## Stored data
┌────────
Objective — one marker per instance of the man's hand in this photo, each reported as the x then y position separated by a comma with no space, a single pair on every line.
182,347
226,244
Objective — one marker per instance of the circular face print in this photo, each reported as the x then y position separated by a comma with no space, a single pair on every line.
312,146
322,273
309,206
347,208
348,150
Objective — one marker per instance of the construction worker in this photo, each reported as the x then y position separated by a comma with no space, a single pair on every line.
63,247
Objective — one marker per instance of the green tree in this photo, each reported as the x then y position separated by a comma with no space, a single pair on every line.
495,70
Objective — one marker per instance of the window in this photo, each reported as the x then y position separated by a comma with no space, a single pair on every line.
└────────
## Goal of the exercise
Set down each entry from above once more, exactly as written.

## Reply
Objective — one marker per instance of the man's hand in this photo, each reported as the x then y position separated by a comma with no space, a single pair on every line.
182,347
226,244
Objective — one marker per instance of the circular face print in this photo, each reported as the x then y position separated by a comma with no space, a single pair on every line.
312,146
322,273
309,206
347,208
348,150
Objective — one marker per instance of the construction worker in this photo, each reported as the x then y position separated by a comma with no space, a single pair on every line.
63,247
Objective — one marker per instance of the green tree in this photo, each reported as the x then y position separated by a comma with no space, a single pair on every line.
495,70
Objective — one marker per instance of the window in this photo, each reported as the x then y position separated by a comma with no space, a single pair on every line.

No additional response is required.